- _RECORDED INFORMATION_:
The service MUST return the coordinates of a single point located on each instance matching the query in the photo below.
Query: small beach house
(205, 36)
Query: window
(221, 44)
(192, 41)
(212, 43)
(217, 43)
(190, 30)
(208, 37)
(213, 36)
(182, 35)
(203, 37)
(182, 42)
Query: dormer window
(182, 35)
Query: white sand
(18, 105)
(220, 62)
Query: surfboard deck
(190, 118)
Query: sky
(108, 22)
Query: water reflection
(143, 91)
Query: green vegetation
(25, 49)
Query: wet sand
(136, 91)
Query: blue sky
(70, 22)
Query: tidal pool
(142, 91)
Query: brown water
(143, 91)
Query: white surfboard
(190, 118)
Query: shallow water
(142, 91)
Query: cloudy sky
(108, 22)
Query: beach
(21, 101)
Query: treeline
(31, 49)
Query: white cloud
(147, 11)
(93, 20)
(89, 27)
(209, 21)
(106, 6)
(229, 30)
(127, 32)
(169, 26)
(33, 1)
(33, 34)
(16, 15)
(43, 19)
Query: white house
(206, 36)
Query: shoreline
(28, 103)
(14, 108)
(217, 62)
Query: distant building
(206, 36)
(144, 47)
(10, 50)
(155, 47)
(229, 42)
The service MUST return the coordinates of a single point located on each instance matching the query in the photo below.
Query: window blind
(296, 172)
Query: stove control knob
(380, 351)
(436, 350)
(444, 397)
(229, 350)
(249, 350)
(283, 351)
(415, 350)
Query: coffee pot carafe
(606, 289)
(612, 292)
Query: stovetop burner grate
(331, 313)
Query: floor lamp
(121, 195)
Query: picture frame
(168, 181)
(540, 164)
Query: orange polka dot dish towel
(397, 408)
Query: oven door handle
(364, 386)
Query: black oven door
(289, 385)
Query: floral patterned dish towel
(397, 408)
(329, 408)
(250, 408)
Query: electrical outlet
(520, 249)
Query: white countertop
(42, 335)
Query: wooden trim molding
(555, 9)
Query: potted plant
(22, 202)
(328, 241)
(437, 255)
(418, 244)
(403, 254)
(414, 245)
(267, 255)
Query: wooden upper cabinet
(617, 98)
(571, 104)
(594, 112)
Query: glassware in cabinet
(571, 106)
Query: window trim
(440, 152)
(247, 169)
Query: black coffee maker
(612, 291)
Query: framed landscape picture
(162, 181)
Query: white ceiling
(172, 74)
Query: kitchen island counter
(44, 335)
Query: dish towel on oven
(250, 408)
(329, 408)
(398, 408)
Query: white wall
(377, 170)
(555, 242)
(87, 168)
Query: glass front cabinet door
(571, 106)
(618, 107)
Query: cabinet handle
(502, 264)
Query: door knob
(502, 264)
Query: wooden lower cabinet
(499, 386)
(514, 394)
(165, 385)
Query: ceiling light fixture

- _YOUR INSTRUCTIONS_:
Could you print the lines of the records above from the one containing "Query: framed landscape picture" through the last, exactly and with no additions?

- _SOLVED PROBLEM_:
Query: framed landscape picture
(162, 181)
Query: white ceiling
(172, 74)
Query: kitchen island counter
(44, 335)
Query: dish towel on oven
(250, 408)
(329, 408)
(398, 408)
Query: white wall
(377, 170)
(555, 242)
(87, 168)
Query: glass front cabinet door
(571, 106)
(618, 107)
Query: cabinet handle
(502, 264)
Query: door knob
(502, 264)
Query: wooden lower cabinet
(499, 386)
(514, 394)
(165, 385)
Query: ceiling light fixture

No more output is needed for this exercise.